(Beginning of LISTED ENTRIES)
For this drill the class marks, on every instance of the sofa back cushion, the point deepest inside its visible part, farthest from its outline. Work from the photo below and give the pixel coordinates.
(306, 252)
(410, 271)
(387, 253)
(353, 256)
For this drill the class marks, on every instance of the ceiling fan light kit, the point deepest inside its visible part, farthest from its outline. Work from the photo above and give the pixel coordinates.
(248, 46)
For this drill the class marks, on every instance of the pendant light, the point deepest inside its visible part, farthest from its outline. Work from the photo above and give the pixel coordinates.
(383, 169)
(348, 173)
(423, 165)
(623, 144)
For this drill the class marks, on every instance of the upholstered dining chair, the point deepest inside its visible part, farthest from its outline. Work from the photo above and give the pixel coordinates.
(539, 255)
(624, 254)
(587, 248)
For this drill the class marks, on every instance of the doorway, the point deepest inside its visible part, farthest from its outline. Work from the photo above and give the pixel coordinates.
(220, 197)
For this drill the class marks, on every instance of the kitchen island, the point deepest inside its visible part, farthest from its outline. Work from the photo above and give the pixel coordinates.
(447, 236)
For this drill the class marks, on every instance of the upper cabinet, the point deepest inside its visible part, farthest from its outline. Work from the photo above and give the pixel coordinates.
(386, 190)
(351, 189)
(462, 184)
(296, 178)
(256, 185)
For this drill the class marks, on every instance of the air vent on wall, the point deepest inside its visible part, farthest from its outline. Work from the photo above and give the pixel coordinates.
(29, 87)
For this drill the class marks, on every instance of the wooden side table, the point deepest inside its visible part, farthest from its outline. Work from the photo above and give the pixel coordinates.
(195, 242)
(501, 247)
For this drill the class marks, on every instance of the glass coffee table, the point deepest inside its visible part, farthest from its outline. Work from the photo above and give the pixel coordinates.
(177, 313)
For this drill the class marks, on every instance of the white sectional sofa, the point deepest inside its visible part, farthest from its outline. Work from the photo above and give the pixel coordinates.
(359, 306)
(End of LISTED ENTRIES)
▸ **REQUIRED WORK**
Copy out each entry exactly, leaving nothing out.

▸ **RESPONSE BOX**
For this drill the class marks, on every instance of the sofa back cushion, the point deepest inside its visible part, farthest from its outline. Work from the photo below and give the pixel coordinates.
(306, 252)
(410, 271)
(387, 253)
(353, 256)
For this drill the class marks, on every instance of the ceiling fan light kit, the point deepest inside its visible part, farthest from its outline. Work from the photo above and give the pixel coordinates.
(248, 46)
For this drill the class marks, on every instance of the pendant light, the point deepest inside its visible part, farthest from its outline. Work from the photo above and give the pixel coordinates.
(383, 169)
(348, 173)
(423, 165)
(623, 144)
For this drill the class marks, on every instance of the upholstered dining chair, the point deepest inside its visible part, farthest from its outline. Work from the photo above and give the pixel coordinates.
(539, 255)
(624, 254)
(587, 248)
For this drill the class marks, on every instance of the doorway, the point deepest inside its visible part, farthest from its outline. Work from the photo above and give the pixel coordinates.
(220, 197)
For this drill the class marks, on every instance of the kitchen island, the point deepest inside its visible part, farthest from its outline. Work from the photo above and give the pixel coordinates.
(447, 236)
For this drill the class marks, on every instance of the upper cabinet, the point deepest inside its visible part, farthest from its outline. Work from the photo above and give the pixel coordinates.
(386, 190)
(351, 189)
(462, 184)
(296, 178)
(256, 185)
For this drill the class marks, on every instance of the air vent on wall, the point deepest inside its visible part, farthest from its outline. Work from the photo above and give the pixel coordinates.
(29, 87)
For this drill the class marks, on every instance of the wooden side table, the point deepest inside its visible part, farthest from its outline. Work from the photo above and give the pixel coordinates.
(195, 242)
(501, 247)
For this drill the class marks, on every instance of the glass coffee table, the point deepest inside its visible part, farthest from its outline. Work from the photo above and give the pixel coordinates.
(177, 313)
For this drill the class marks, on every instance of the white sectional sofa, the point deepest inside its visible part, farthest from its outline. Work from the photo above and give the pixel coordinates.
(359, 306)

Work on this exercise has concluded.